### SHORT TASK
Rewrite the rows from the line with "the groom's suit" up to and including the line with "of the couple", keeping the requests unchanged and shifting every coordinate in the answers by -136.

### EXTRACTED RECORDS
________________

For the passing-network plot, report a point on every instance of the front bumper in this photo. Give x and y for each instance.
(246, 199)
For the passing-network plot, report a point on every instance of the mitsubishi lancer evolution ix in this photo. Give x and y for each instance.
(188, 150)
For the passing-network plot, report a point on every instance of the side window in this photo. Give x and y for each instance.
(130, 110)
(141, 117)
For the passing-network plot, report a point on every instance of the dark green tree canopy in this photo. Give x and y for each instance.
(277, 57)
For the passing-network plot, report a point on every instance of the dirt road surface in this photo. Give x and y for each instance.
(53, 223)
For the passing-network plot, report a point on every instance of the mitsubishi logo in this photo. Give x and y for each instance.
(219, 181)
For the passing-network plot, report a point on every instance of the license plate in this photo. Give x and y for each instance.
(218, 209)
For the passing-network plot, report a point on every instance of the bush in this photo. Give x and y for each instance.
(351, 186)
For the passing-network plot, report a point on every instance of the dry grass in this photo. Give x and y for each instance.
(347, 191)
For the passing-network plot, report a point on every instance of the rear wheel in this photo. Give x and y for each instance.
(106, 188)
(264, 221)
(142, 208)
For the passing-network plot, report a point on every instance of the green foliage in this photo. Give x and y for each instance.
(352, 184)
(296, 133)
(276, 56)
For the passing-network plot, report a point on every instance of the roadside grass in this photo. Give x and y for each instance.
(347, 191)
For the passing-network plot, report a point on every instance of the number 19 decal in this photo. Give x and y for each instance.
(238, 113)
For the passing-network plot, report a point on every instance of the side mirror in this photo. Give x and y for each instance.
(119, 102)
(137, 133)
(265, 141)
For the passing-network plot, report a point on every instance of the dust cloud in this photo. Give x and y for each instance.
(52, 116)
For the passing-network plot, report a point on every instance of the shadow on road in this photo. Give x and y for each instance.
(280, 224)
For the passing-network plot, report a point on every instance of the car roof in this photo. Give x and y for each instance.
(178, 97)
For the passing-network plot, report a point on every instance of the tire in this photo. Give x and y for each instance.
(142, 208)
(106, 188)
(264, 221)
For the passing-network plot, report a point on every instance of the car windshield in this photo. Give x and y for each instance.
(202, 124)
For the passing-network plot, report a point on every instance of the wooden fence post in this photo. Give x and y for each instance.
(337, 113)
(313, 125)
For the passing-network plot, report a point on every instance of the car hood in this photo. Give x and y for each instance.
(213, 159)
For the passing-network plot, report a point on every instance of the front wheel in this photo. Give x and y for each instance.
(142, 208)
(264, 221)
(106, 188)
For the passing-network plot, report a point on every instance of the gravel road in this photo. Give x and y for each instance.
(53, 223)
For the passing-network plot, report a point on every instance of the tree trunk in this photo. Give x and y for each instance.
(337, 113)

________________

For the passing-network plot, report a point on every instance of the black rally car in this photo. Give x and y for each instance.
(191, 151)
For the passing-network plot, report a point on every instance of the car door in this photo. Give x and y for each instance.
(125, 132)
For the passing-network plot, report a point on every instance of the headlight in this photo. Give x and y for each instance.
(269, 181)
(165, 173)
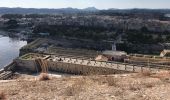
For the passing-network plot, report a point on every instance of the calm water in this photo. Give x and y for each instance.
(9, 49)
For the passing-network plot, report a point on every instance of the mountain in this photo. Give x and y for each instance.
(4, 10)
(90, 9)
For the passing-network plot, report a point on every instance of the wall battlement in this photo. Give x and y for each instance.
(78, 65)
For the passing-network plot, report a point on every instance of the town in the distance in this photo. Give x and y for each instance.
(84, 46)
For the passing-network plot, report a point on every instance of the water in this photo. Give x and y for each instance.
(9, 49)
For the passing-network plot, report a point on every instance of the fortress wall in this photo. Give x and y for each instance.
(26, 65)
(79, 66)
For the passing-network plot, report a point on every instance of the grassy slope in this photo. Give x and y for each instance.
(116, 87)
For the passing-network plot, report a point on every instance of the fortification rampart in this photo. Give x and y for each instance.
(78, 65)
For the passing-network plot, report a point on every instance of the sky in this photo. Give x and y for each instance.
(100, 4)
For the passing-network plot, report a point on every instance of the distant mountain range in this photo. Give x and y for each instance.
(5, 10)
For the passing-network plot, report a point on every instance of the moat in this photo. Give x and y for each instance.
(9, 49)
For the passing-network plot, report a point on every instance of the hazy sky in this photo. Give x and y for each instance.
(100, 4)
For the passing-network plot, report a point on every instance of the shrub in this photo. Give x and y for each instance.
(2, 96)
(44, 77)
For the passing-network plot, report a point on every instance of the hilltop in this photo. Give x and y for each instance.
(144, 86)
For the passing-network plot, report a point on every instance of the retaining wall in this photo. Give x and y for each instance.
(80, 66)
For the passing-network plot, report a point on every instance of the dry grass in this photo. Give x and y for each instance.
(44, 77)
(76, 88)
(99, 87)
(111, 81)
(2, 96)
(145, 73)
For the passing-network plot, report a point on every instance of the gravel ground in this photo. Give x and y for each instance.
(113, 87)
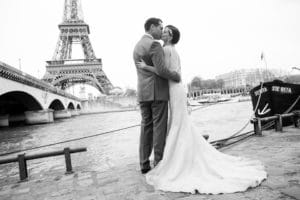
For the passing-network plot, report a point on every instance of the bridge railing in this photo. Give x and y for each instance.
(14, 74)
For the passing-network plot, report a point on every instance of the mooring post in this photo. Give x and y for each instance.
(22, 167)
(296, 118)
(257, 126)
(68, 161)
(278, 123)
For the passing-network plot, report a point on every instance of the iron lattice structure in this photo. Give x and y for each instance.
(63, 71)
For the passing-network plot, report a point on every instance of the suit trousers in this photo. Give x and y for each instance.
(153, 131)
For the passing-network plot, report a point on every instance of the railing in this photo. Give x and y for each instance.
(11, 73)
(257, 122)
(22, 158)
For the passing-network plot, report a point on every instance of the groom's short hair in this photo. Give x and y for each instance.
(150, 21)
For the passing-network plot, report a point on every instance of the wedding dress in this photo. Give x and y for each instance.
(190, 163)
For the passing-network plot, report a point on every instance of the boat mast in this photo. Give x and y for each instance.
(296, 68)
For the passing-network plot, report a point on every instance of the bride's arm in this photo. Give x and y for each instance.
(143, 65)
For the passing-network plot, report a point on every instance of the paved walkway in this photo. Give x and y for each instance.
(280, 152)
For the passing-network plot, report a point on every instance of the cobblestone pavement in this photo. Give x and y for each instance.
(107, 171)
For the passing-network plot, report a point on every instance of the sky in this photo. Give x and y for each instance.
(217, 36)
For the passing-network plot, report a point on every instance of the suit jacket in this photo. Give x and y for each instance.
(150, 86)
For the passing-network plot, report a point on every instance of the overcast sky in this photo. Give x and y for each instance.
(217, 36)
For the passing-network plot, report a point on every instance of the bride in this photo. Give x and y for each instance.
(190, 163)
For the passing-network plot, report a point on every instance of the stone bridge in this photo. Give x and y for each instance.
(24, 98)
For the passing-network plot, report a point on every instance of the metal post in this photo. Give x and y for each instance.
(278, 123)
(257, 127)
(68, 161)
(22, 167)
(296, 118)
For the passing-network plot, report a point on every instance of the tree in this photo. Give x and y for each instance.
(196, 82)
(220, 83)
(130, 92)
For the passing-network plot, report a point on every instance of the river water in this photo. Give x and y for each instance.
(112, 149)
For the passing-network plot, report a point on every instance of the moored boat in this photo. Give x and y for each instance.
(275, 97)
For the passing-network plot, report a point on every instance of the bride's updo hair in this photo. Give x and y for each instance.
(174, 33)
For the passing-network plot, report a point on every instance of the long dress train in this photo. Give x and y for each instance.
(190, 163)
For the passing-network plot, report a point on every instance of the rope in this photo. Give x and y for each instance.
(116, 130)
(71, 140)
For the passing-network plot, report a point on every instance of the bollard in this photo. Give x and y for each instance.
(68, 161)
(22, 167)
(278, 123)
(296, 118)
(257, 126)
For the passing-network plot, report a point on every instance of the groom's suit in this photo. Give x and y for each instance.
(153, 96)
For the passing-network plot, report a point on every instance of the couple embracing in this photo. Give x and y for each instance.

________________

### OUTPUT OF THE TASK
For the passing-network plot, report a point on every instance of the groom's suit in this photo. Give x and y for each instance.
(17, -40)
For the passing-network plot, report a point on every instance of the couple embracing in this photo. Give x and y for each instance.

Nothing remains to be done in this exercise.